(Explore the material):
1 - Using the passage on the UPDOs study, decide whether each statement agrees with it: (a) the study was co-led by two associate professors; (b) the strategy asks salon stylists to act as interventionists; (c) the Community Advisory Council reviewed the script. Answer yes or no for each and quote the deciding words.
2 - From the passage on the UPDOs study, list every party the intervention was co-developed with.
3 - Extend the passage on the UPDOs study, picking up after its final sentence.

Passage provided: Begin

The UPDOs study—short for Using PrEP, Doing it for Ourselves, and co-led by Associate Professor Schenita D. Randolph, PhD, MPH, RN, FAAN, and Associate Professor Ragan Johnson, DNP, FNP-BC, CNE, FAANP—is a beauty salon-based intervention designed to improve HIV prevention among Black cisgender women in the U.S. South, a population disproportionately affected by HIV and historically underserved by public health outreach.

“The idea of using beauty salons as a space for health interventions is not new, but deeply rooted in the historical and cultural significance of the beauty industry within the Black community,” explained Dr. Randolph. “Black-owned beauty salons have long served as more than places for hairstyling, but they are trusted community hubs where information, stories, and wisdom are shared. Thus, the creation of UPDOs Protective Styles, Using PrEP, Doing it for Ourselves.” “When we consider beauty salons as intervention sites, we are not simply identifying convenient locations for outreach,” Dr. Randolph continued. “The salon is our safe space, and our strategy offers sustainability because we are not asking stylists to be interventionist, but we are partnering with them in ways that are feasible and acceptable and realistic for their day-to-day operations.”

What sets UPDOs apart is its deeply rooted community engagement model: the intervention was co-developed with Black women, a dedicated Community Advisory Council (CAC), and beauty salon stylists, ensuring cultural relevance and trust. “The CAC was integral to UPDOs,” says Dr. Johnson. “Before moving forward with developing UPDOs, we asked the CAC if this delivery format would be culturally relevant and relatable to Black women. After their initial feedback, they remained engaged in every step, from developing promotional materials and giving feedback on the stylist training to reviewing the script and being a watch party for the 6-part web-based edutainment videos.”

Passage provided: End
Input data: Begin

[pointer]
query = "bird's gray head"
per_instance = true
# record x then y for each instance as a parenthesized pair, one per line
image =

Input data: End
Input data: Begin

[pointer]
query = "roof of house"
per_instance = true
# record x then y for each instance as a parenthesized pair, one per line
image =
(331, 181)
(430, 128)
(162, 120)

Input data: End

(Answers by item):
1 -
(a) Yes: "co-led by Associate Professor Schenita D. Randolph, PhD, MPH, RN, FAAN, and Associate Professor Ragan Johnson"
(b) No: "we are not asking stylists to be interventionist"
(c) Yes: "reviewing the script"

2 -
Black women
a dedicated Community Advisory Council (CAC)
beauty salon stylists

3 -
Stylists are trained as opinion leaders to share health information, while participants engage with a six-week edutainment video series, structured blogs, and telehealth access via Q Care Plus. This collaborative approach not only amplifies awareness and trust in PrEP, but also reflects a broader commitment to equity, advocacy, and authentic partnership in public health research.

Additionally, UPDOs represents an important collaboration between PhD and DNP prepared nurses. “Health disparities are complex, rooted in structural, social, and biological factors,” said Dr. Randolph, a PhD nurse scientist. “No single role can solve them alone. Collaboration between PhD-prepared nurse scientists and DNP-prepared nurses like Dr. Johnson is essential because PhD nurses identify root causes of disparities, develop interventions, and generate evidence, while DNP nurses take that evidence and implement it effectively in real-world healthcare settings.” “When academic and practice leaders collaborate, it models a united nursing profession committed to equity and justice, strengthening trust with communities most impacted by disparities,” Dr. Randolph concluded. “This collaboration ensures that innovations don’t stay in journals but actually reach communities—a critical step in eliminating health disparities.”